> [Source document]
########

It also only really excels as a solo endeavor. This is due to a lengthy encounter system and having to watch other players fight – physically or verbally – for upwards of five minutes while you twiddle your thumbs. Passing the book around and reading narrative aloud also struggles to excite. The unfortunate aspect of this being relegated to solitaire play is that you will have no one to high-five when the best moments land, no one to clobber when anguish and pain arise.


2. Core Space


My heart is molded in plastic.

Why It Matters – Core Space is exceptional. It presents a compelling narrative sandbox that allows freedom of exploration and interaction. You can befriend other player’s crews or fight them for the current objective. The game-driven enemy exists in security and outlaw forces, as well as a huge mechanical alien menace. There are elements of Firefly, The Expanse, and Shadowrun. The tempo is fierce and there’s always one more job just around the corner.

As an experience this recalls my favorite game ever crafted, Earth Reborn. There’s a freedom of environment here that many games never successfully capture. This produces the most enticing of interactions as player’s motivations twist and intermingle in nefarious ways.

I haven’t even gotten to the board yet.

The playing surface is a neoprene mat about 2 feet square, with three dimensional cardstock walls and doorways forming a maze of a battleground. There are props like crates you actually open up to search for weapon tokens, signage you can plaster over the many walls to enhance personality and setting, even windows you can dive through. It’s engrossing and threatens to become my lifestyle game of choice.

########

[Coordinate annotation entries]
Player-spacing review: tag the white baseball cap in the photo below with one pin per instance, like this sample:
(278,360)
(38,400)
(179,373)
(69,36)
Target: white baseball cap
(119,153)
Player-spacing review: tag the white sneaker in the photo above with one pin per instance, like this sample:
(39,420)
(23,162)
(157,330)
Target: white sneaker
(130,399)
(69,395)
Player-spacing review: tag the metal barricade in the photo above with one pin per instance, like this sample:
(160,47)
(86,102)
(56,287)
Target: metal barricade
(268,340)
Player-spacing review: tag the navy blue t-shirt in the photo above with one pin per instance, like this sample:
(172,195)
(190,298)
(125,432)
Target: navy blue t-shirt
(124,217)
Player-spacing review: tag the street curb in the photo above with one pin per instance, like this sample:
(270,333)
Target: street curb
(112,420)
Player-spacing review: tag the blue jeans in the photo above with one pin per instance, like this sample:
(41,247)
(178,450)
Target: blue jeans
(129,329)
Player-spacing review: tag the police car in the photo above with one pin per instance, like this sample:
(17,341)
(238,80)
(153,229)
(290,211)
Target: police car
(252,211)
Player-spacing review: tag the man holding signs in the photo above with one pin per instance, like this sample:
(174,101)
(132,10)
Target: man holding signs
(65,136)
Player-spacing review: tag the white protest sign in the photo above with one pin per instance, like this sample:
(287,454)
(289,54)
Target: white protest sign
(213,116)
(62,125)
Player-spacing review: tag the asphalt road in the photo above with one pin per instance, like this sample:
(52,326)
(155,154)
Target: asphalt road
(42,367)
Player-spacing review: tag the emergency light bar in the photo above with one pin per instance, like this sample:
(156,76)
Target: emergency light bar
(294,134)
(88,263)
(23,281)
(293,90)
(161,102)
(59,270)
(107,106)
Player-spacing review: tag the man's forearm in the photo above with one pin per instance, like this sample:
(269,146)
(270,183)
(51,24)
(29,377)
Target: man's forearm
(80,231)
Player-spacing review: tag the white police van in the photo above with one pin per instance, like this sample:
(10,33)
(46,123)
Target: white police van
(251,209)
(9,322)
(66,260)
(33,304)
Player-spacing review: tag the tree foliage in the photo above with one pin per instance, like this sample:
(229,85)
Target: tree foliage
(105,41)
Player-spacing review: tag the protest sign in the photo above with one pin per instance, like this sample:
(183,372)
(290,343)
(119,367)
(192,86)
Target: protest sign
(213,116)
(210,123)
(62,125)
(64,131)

########

> [Exercise brief]
Return the passage of the board game review from "As an experience" up to and including "the board yet.", copied word for word.

> [Task solution]
As an experience this recalls my favorite game ever crafted, Earth Reborn. There’s a freedom of environment here that many games never successfully capture. This produces the most enticing of interactions as player’s motivations twist and intermingle in nefarious ways.

I haven’t even gotten to the board yet.